[Supplied records]

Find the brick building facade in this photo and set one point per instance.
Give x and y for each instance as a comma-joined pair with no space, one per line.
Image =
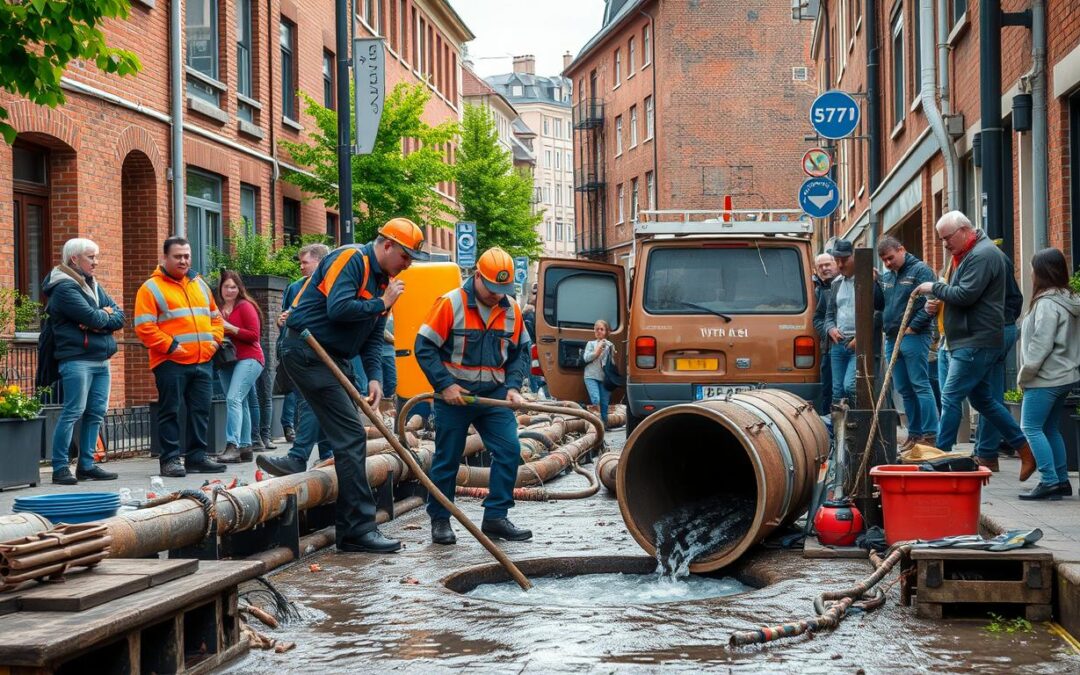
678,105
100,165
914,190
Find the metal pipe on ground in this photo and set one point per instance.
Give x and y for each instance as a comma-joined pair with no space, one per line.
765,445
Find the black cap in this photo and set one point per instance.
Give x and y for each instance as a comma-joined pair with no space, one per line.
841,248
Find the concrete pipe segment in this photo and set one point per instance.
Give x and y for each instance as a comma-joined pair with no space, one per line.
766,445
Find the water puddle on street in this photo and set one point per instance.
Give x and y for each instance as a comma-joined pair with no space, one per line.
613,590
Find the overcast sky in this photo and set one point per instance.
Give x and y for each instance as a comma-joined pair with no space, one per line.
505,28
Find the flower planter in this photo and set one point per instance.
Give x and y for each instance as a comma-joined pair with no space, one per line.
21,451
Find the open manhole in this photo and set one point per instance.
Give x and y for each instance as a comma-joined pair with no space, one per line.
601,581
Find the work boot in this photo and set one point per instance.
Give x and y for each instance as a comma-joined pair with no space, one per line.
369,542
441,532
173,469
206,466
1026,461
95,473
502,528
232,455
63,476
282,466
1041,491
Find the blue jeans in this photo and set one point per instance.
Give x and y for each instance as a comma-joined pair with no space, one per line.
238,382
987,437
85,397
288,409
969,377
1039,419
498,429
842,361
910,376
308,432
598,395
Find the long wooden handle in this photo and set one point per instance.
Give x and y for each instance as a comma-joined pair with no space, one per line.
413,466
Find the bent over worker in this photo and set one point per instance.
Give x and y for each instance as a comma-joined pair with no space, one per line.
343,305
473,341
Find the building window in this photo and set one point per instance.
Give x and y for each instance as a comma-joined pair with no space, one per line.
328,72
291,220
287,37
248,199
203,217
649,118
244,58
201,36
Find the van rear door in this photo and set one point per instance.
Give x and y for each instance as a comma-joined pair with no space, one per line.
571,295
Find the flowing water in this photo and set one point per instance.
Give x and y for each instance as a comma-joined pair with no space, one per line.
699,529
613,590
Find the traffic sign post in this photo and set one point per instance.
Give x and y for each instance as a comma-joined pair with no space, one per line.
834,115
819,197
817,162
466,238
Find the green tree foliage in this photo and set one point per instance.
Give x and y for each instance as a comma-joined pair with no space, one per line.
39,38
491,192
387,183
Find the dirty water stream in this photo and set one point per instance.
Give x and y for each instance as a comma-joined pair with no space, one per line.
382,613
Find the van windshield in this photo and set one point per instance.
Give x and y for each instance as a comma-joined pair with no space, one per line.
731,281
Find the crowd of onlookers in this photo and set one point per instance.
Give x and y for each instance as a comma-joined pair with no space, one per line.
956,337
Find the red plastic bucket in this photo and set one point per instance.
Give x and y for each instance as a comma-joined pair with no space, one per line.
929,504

[/Supplied records]

Aim of the exercise:
Copy all entries exactly; skip pictures.

The answer:
Find the brick building facade in this photo and set one point per instance.
Give x and y for each instance as a comma-joined pair with no space, one per line.
Image =
678,105
100,165
914,190
Find the metal pipe on ground in this photo and set one point per instance.
Give x and y for each instance as a comma-joined pair with no space, one per line.
765,445
Find the black cap in this photo and set one point per instance.
Give x and y for each instance as a comma-joined pair with no space, one per line.
841,248
Find the concrete pipe segment in this photo and set one point per instance.
Give x and y for each instance as a comma-joined pair with no space, one per line.
766,445
Find the water puddle on street in this photo and set one point per instance.
Give x and y for each instance as a comma-joined pair with no space, one per line.
613,590
Find the overcast sky in this photo and set one point per instance.
Give x and y for each instance as a comma-joined pair with no space, one per line.
505,28
Find the flower planter in this photo and set one point per instance.
Give x and y for each instance as a comma-joined pair with no space, one per line.
21,451
Find the open manhole in this photo and set one point per instance.
Give x and y for each instance as a comma-joined pair with no space, one per line.
601,581
Find the work boot in this photo and set one point per instance.
Give x and y for each instance as a comma-joined pair with no space, one per line.
369,542
441,532
173,469
206,466
1026,461
95,473
502,528
232,455
63,476
282,466
1041,491
Find the blue jeans in this photo and set one point per instance.
Give x and y for each instance as a comma-joined pair with no space, one per line.
238,382
987,437
85,397
288,409
969,377
1039,419
498,429
842,361
910,376
308,432
598,395
Find the long wooden handle in this photo and set one point per instance.
Give x and y for each instance as a comma-joined pair with no space, one per line.
413,466
Find the bent over worker in this photo and set one point per instance.
Give x and y for each instance as a comma-joined pair with no space, one per line.
343,305
473,341
Find the building window in this photo and set one point per instance.
Give x and y for each instance as a comma-joined pair with no space, one per line.
328,72
291,220
287,37
248,199
203,217
649,118
244,58
201,36
Find the van rear door in this photo and set one point per instance.
Give x and y for each instance as a comma-joined pair with no space, one per line.
571,295
Find the flowing water in this photo and set one point per instance.
Give x and y for each instance as a comma-joined pair with no space, one per line.
699,529
613,590
Find the traffic sign post in this photo and set one point per instance.
Give x and y for each instance as a comma-joined pair with no space, one per line.
834,115
819,197
817,162
466,238
Find the green tree foliage in this photo and set one point per instance.
Give x and y for each instance as a comma-joined pair with no space, one per line.
39,38
491,192
387,183
Find the dirty water stream in this photo and set one point per instance.
Give x and y for each instance as a comma-joined pair with no space, one per line.
382,613
Find the van windshield in this photo and set one point per instance.
Give x and y for each instance as a comma-joined pair with no space, one per line.
731,281
Find the crowd of onlookers in this photo and set one point per instance.
Give x and y for each instance as a comma-joined pair with no space, one per line.
956,337
Find the red plastic bucket in this photo and set one point per instance.
Give x and y for each instance as a comma-joined pair with no space, one per line.
929,504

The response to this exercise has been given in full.